EXTRAIT CHOISI =>
┌────────
Quels sont les risques de ne pas rencontrer l’enfant réel ?
C’est de rester dans des représentations fantasmatiques, soit angoissantes et monstrueuses, soit merveilleuses mais empêchant de réinvestir le monde extérieur. Ceci étant dit, certains peuvent choisir de ne pas rencontrer leur enfant, et il ne faut surtout pas les y obliger, au risque d’ajouter du traumatisme au trauma existant.

On voit l’actrice principale revenir sur son lieu de travail sous les regards remplis de pitié de ses collègues. Le «retour à la vie» semble être une épreuve supplémentaire.
Le retour au travail est souvent un moment très anxiogène, principalement pour les mères qui ont parfois bénéficié des 16 semaines de congés maternité si la grossesse avait dépassé les 22 semaines d’aménorrhée (SA). Le regard des gens, leur réaction, le sentiment de pitié qu’elles imaginent, parfois à juste titre, est particulièrement difficile à supporter. Les collègues mais aussi les voisins, les « autres » en général, les ont vues enceintes, que dire à tous ces gens quand on rentre finalement sans enfant ? Durant une grossesse, la femme enceinte devient presque un objet public, chacun y allant de son conseil, de son anecdote, or la maternité relève surtout de la sphère intime. La plupart de mes patientes souhaiteraient retourner au travail mais sans avoir à donner d’explications.

Le film montre ce dont on parle rarement lors de la perte d’un enfant : le naufrage du couple endeuillé. Est-ce une situation que vous rencontrez souvent ?
└────────
Reproduisez sans aucune modification le passage de l'extrait sur la perte d'un enfant qui va de « Quels sont les » jusqu'à « une épreuve supplémentaire. ».

DONNÉES =>
┌────────
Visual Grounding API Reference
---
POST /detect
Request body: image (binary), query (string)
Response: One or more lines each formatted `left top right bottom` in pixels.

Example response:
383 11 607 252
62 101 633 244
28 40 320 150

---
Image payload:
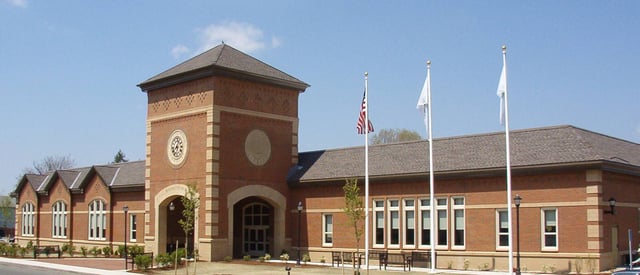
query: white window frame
129 214 138 242
322 213 334 247
540 208 560 251
402 199 418 249
451 196 467 249
87 199 107 241
496 209 509 251
22 202 35 237
433 197 450 249
387 199 402 248
373 200 386 248
51 200 67 239
417 198 433 248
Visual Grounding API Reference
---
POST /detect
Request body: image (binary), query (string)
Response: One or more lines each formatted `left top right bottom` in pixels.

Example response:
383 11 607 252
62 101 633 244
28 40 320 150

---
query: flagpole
364 72 369 274
427 60 436 273
502 45 513 274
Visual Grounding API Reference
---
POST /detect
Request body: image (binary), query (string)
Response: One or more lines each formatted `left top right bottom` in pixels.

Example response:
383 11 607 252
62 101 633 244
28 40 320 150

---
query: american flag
356 91 373 135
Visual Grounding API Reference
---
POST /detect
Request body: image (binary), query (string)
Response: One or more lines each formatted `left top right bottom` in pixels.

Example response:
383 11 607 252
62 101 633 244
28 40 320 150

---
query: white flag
416 67 431 114
497 61 507 124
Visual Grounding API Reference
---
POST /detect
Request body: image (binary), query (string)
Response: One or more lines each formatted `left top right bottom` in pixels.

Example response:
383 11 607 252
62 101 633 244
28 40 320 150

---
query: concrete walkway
0 257 620 275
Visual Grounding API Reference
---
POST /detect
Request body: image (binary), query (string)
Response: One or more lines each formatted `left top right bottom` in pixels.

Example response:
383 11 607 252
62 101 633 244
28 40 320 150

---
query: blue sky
0 0 640 194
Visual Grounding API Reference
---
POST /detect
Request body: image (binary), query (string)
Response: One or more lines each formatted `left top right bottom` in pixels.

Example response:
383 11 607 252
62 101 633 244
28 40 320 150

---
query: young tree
23 156 75 175
342 179 364 274
113 149 129 163
178 183 200 274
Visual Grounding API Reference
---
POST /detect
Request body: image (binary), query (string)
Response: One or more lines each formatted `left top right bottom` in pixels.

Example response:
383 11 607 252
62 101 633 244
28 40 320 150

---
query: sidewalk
0 257 620 275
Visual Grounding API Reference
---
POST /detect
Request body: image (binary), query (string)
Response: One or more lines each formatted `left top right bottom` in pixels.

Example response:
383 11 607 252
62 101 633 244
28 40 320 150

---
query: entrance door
242 203 270 257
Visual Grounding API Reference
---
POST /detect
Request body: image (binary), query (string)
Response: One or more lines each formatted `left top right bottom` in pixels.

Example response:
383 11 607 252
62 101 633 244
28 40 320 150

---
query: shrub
170 248 187 264
89 246 102 257
133 255 151 270
156 253 174 267
102 246 113 257
18 247 29 257
80 246 89 257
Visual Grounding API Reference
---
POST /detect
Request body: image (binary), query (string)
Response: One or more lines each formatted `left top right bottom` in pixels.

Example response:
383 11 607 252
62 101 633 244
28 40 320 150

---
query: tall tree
371 129 422 144
23 156 75 175
342 179 364 274
113 149 129 163
178 183 200 274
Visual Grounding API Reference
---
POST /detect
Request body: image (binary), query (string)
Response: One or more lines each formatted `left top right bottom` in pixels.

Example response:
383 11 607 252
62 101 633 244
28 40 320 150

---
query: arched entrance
227 185 287 258
233 197 274 258
152 184 198 258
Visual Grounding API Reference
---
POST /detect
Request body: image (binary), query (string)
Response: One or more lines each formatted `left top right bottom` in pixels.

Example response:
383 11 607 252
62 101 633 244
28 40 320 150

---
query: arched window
89 200 107 240
22 203 35 236
51 201 67 238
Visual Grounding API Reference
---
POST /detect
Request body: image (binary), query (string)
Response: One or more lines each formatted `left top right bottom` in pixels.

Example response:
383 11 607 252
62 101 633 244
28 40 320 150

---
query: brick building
14 44 640 271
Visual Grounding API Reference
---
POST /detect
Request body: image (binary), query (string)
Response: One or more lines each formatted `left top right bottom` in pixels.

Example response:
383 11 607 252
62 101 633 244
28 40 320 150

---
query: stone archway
152 184 198 254
227 185 287 260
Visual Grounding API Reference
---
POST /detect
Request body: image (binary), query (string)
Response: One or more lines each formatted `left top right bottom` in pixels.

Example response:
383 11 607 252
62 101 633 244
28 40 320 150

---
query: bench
331 251 362 268
378 251 411 271
411 251 431 268
33 245 62 259
125 252 153 270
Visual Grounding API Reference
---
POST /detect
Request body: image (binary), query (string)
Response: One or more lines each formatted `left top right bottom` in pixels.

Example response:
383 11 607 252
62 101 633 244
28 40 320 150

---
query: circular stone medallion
167 130 188 166
244 129 271 166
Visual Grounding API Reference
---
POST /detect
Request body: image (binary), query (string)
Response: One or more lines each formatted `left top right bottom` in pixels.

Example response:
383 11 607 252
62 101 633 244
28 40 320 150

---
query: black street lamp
513 194 522 275
122 205 129 270
604 197 616 215
296 201 302 266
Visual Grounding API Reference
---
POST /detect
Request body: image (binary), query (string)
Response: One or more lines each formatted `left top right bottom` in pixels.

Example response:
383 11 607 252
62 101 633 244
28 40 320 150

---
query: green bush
89 246 102 257
156 253 175 267
102 246 113 257
133 255 151 270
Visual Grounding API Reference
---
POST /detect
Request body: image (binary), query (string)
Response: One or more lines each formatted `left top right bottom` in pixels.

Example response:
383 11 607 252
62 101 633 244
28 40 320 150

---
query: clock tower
138 44 309 260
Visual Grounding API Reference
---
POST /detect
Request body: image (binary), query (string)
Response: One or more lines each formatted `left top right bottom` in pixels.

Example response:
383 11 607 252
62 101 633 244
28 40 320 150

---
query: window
404 199 416 246
89 200 107 240
496 210 509 249
452 198 464 246
542 209 558 250
373 201 384 246
388 200 400 247
420 199 431 247
436 199 448 247
22 203 35 236
129 214 138 242
322 214 333 246
51 201 67 238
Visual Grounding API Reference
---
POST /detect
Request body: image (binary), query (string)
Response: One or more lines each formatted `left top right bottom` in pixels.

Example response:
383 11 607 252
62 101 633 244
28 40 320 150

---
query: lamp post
604 197 616 215
122 205 129 270
513 194 522 275
296 201 302 266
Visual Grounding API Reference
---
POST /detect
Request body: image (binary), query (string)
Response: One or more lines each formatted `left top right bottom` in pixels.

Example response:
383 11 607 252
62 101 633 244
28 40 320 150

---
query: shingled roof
288 126 640 183
138 44 309 92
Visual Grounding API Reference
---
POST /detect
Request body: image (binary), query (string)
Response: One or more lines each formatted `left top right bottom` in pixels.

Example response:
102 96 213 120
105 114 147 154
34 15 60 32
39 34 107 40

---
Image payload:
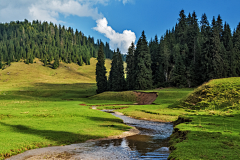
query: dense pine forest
101 10 240 91
149 10 240 87
0 20 113 69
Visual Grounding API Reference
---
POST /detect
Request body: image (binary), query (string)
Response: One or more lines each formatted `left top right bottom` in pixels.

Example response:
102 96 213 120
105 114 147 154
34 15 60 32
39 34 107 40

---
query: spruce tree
126 42 135 90
233 23 240 76
117 48 126 91
222 22 236 77
171 44 187 87
96 43 107 93
53 57 59 69
108 50 118 91
149 36 161 85
134 31 152 90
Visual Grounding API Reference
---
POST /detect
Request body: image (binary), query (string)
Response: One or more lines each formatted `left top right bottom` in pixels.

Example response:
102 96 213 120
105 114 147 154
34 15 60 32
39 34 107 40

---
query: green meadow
99 77 240 160
0 58 240 160
0 59 134 159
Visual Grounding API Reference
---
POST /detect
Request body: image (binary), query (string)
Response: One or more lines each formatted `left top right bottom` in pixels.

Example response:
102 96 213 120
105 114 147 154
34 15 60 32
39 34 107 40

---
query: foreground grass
109 88 193 122
99 78 240 160
0 59 132 159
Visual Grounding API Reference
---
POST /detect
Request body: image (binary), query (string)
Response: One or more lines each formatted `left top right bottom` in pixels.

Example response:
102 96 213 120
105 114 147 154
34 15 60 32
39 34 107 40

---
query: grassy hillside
169 77 240 159
0 58 133 159
98 77 240 160
180 77 240 110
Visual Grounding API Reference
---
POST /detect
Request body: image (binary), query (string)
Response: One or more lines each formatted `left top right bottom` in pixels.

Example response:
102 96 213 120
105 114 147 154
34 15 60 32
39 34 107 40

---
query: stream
9 113 173 160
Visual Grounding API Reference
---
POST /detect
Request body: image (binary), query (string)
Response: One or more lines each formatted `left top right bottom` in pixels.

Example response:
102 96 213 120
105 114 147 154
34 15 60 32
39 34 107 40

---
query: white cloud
119 0 130 5
0 0 105 23
93 18 136 53
0 0 136 53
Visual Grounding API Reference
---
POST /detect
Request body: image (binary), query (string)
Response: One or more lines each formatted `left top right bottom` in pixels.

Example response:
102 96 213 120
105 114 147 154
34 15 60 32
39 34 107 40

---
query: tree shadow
85 117 123 123
0 83 96 101
0 122 103 145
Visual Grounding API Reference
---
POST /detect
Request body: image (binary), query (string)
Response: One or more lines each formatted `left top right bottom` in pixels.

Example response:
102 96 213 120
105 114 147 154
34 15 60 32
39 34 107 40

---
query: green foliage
134 31 152 90
0 21 113 65
53 57 59 69
96 43 107 93
108 49 125 91
180 78 240 110
126 42 135 90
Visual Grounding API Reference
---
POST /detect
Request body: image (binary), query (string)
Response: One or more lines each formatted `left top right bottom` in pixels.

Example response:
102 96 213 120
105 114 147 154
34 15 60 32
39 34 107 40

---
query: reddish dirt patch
135 92 158 105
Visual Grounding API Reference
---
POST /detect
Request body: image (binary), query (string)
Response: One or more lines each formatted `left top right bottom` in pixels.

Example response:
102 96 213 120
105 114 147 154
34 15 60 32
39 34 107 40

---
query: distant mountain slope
0 58 111 89
0 20 113 68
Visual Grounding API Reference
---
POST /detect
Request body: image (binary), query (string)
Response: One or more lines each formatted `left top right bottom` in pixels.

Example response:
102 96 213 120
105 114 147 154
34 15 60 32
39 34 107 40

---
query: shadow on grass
0 122 100 145
0 83 96 101
85 117 123 123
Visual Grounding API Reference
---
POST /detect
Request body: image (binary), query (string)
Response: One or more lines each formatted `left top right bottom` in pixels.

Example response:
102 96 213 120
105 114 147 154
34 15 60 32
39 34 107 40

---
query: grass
0 58 240 160
0 58 133 159
99 77 240 160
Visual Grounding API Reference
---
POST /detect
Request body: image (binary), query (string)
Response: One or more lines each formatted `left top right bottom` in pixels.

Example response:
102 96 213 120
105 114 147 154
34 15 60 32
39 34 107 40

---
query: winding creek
9 113 173 160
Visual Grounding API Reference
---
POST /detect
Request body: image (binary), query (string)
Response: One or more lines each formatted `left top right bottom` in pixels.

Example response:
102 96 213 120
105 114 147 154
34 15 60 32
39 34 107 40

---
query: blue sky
0 0 240 53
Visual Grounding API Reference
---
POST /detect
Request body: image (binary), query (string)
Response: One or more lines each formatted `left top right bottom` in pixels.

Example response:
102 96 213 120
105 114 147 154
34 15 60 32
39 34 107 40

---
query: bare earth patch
134 92 158 105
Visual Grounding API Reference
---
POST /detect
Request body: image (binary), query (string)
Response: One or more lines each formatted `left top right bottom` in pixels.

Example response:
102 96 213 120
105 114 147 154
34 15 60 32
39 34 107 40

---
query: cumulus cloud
119 0 130 5
0 0 105 23
93 18 136 53
0 0 136 53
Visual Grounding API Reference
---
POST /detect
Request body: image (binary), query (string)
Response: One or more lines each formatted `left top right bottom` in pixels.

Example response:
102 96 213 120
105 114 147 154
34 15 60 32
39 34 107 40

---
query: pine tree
149 36 159 85
126 42 135 90
108 48 126 91
134 31 152 90
222 22 237 77
117 48 126 91
96 43 107 93
53 57 59 69
233 23 240 76
171 44 187 87
108 50 118 91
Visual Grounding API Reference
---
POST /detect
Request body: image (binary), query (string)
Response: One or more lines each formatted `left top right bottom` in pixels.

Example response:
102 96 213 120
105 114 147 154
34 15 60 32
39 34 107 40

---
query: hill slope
181 77 240 110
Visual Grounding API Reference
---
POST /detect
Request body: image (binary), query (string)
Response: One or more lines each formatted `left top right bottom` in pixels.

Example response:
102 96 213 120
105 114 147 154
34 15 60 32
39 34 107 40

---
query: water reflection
7 114 173 160
88 114 173 159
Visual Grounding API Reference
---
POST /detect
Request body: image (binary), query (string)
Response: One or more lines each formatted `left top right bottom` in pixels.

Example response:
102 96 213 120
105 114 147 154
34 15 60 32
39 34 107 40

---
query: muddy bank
8 113 173 160
168 117 192 159
134 92 158 105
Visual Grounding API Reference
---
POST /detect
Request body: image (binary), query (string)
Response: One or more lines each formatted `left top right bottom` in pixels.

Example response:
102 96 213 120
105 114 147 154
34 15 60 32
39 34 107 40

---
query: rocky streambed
8 113 173 160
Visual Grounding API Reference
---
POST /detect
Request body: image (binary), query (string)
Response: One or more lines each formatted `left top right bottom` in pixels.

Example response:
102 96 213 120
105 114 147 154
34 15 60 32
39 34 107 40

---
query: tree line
0 20 113 69
97 10 240 91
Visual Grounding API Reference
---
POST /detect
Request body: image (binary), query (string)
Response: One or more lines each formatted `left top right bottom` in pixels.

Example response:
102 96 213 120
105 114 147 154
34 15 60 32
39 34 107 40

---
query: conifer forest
0 10 240 93
0 19 113 68
100 10 240 91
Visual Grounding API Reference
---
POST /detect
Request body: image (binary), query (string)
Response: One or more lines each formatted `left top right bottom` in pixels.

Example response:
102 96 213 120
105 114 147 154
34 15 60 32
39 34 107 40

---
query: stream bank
9 113 173 160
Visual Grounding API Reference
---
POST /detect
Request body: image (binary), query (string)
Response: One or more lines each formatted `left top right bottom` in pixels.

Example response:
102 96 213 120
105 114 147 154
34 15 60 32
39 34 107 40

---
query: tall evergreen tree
222 22 237 77
108 50 118 91
96 43 107 93
149 35 161 85
134 31 152 89
117 48 127 91
53 57 59 69
233 23 240 76
126 42 135 90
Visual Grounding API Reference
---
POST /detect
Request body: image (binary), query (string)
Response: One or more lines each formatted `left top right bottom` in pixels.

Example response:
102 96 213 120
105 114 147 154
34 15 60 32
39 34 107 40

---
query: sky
0 0 240 54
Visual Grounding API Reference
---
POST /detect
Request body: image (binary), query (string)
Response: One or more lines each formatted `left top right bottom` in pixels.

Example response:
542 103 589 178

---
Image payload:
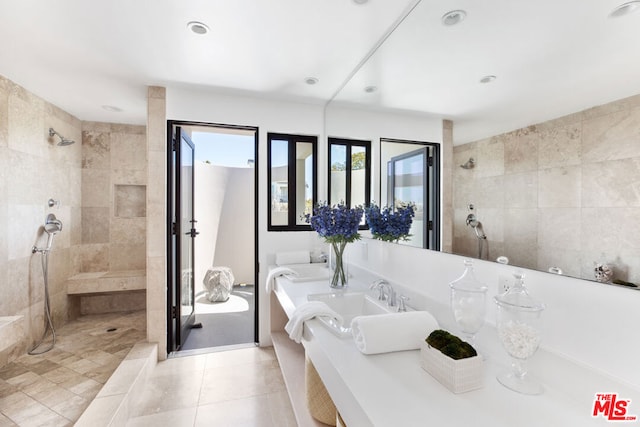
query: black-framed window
328 138 371 213
267 133 318 231
380 138 440 250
└────────
RÉPONSE =>
Quels sont les risques de ne pas rencontrer l’enfant réel ?
C’est de rester dans des représentations fantasmatiques, soit angoissantes et monstrueuses, soit merveilleuses mais empêchant de réinvestir le monde extérieur. Ceci étant dit, certains peuvent choisir de ne pas rencontrer leur enfant, et il ne faut surtout pas les y obliger, au risque d’ajouter du traumatisme au trauma existant.

On voit l’actrice principale revenir sur son lieu de travail sous les regards remplis de pitié de ses collègues. Le «retour à la vie» semble être une épreuve supplémentaire.